Assignment: Without including any images, please transcribe all the lines below exactly.

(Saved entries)
------------------------------------------------

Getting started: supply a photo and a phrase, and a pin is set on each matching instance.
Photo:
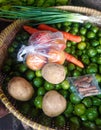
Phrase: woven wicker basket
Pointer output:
(6, 37)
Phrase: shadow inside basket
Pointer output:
(12, 68)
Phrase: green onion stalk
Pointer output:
(47, 15)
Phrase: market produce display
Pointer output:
(80, 112)
(33, 3)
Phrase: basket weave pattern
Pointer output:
(6, 37)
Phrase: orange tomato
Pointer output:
(56, 56)
(35, 62)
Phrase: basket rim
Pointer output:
(12, 27)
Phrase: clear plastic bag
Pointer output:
(84, 86)
(43, 47)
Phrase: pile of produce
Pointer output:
(34, 3)
(56, 101)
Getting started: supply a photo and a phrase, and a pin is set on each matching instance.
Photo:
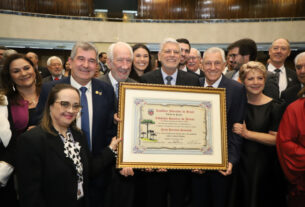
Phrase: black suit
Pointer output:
(212, 188)
(46, 177)
(291, 94)
(103, 128)
(174, 182)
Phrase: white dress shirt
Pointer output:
(90, 104)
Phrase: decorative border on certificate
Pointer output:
(172, 127)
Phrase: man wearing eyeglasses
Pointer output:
(96, 120)
(193, 63)
(291, 93)
(243, 51)
(211, 188)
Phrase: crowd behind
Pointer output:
(58, 127)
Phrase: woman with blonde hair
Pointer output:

------------------------------------------------

Response to the exercise:
Getting started: supply a photo and a phrase, and a pin is set on each matching instance.
Photo:
Phrase: woven wicker basket
Pointer output:
(6, 37)
Phrase: shadow inside basket
Pointer output:
(12, 68)
Phrase: green onion stalk
Pointer output:
(47, 15)
Phrase: market produce display
Pointer output:
(80, 112)
(33, 3)
Phrase: basket weave pattern
Pointer output:
(6, 37)
Phrase: orange tomato
Pointer output:
(56, 56)
(35, 62)
Phrase: basket rim
Pointer output:
(12, 27)
Phrase: clear plastic bag
Pointer output:
(84, 86)
(43, 47)
Phrase: pile of produce
Pointer output:
(34, 3)
(56, 101)
Getting started: supply a photo and a phrase, and a pin is set on each matching instance.
Photo:
Phrase: black suit
Pointer output:
(212, 188)
(46, 177)
(291, 94)
(103, 128)
(174, 182)
Phrase: white dress shirt
Pointer output:
(90, 104)
Phrase: decorative border on certificate
Pointer output:
(172, 127)
Phrase: man wearing eyeglasses
Pointer output:
(96, 120)
(193, 63)
(291, 93)
(243, 51)
(211, 188)
Phrase: crowd behind
Pointer output:
(58, 127)
Phrase: woman with blonde hair
Pointer output:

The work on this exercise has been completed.